INSTRUCTION A> In the piece on reflective questions for the new year, how many days did the writer spend staring at the ceiling while sick?

#### SUPPLIED TEXT

My name is Brian McFadden. Right now, I live in Toyohashi, Japan with my wife charlie and son fenix.

8 Reflective Questions to Enter the New Year With Clarity



While deeply embedded in some strain of influenza, I had time to stare at the ceiling for about four days straight. During this stretch of impairment, one begins to chew on the crust of life — the outer layers we rarely tend to. 

The last week of 2017 was a slow one for me and rather than my usual remedy against the flatness (walking, cooking, garage weightlifting and reading) I was reduced to letting questions float to top of mind. 

Now that the energy has partially returned to my bones (everyone knows it’s a 1:2 recovery ratio after the winter flu), the brief week of nothing is now viewed with a different perspective. The forced downshift induces one into a state of acceptance. You receive this condition humbly because you get a chance to see life in a new dimension — a vista otherwise impossible when we are tangled in the webs we’ve spun ourselves with day-to-day stuff. 

I will offer the following questions in a non-linear fashion — the same way they entered my head. My answers may inspire, they may bore, they may be irrelevant to you — none of that matters. What you can do is take these questions and make the answers your own. 

What I am rebelling against here is standardization of course. This process of trying to formulaize everything kills uniqueness and wonder. To get anything out this piece, you will have to think and arrive at your own answers. 

That’s the primer. Here are 8 questions to begin the new year with clarity. 


What happened last year?


  • My family and I moved 
  • I wrote a book for and to my son
  • Our son was born
  • I wrote another book (poetry)
  • I re-discovered that I really enjoy coaching people 
  • I developed the SS5 Lean Bulking program. This program helped me become the strongest I’d ever been in my lifting career.

########
#### DATA

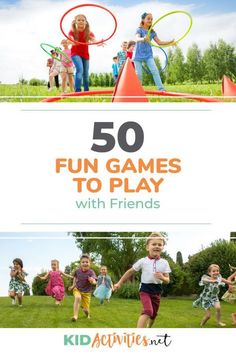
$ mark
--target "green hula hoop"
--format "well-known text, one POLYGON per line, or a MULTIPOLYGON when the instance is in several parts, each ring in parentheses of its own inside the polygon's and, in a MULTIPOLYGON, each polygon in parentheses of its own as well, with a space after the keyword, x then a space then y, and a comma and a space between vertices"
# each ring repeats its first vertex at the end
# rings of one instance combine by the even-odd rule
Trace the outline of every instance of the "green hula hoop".
MULTIPOLYGON (((167 14, 161 16, 160 18, 158 18, 158 19, 153 23, 152 27, 149 29, 148 34, 147 34, 147 35, 148 35, 148 38, 150 39, 151 31, 153 30, 153 28, 156 26, 156 24, 157 24, 158 22, 160 22, 163 18, 165 18, 165 17, 167 17, 167 16, 170 16, 170 15, 173 15, 173 14, 184 14, 184 15, 188 16, 188 18, 189 18, 189 27, 188 27, 187 31, 186 31, 181 37, 179 37, 178 39, 176 39, 176 40, 174 41, 174 44, 179 43, 183 38, 185 38, 185 37, 187 36, 187 34, 189 33, 189 31, 191 30, 191 28, 192 28, 193 19, 192 19, 192 16, 191 16, 188 12, 182 11, 182 10, 171 11, 171 12, 168 12, 167 14)), ((166 44, 166 45, 161 45, 161 46, 160 46, 160 45, 158 45, 158 44, 153 44, 153 43, 151 43, 151 45, 152 45, 153 47, 162 48, 162 47, 170 47, 170 46, 172 46, 173 44, 166 44)))
POLYGON ((56 59, 57 61, 60 61, 60 62, 62 62, 62 63, 63 63, 63 62, 69 62, 69 61, 71 61, 71 58, 69 58, 68 55, 67 55, 66 53, 64 53, 64 52, 63 52, 60 48, 58 48, 58 47, 54 47, 53 45, 47 44, 47 43, 41 43, 41 44, 40 44, 40 47, 45 51, 45 53, 47 53, 48 55, 50 55, 51 58, 56 59), (63 56, 66 60, 61 60, 61 59, 59 59, 59 58, 55 58, 50 52, 48 52, 48 51, 44 48, 44 46, 47 46, 47 47, 50 47, 50 48, 54 49, 55 52, 61 54, 61 56, 63 56))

########

INSTRUCTION B> Retype the records from their start up to and including the line containing "text, one POLYGON". Leave out the pictures.

FULL RESPONSE A> About four days straight.

FULL RESPONSE B>
$ mark
--target "green hula hoop"
--format "well-known text, one POLYGON per line, or a MULTIPOLYGON when the instance is in several parts, each ring in parentheses of its own inside the polygon's and, in a MULTIPOLYGON, each polygon in parentheses of its own as well, with a space after the keyword, x then a space then y, and a comma and a space between vertices"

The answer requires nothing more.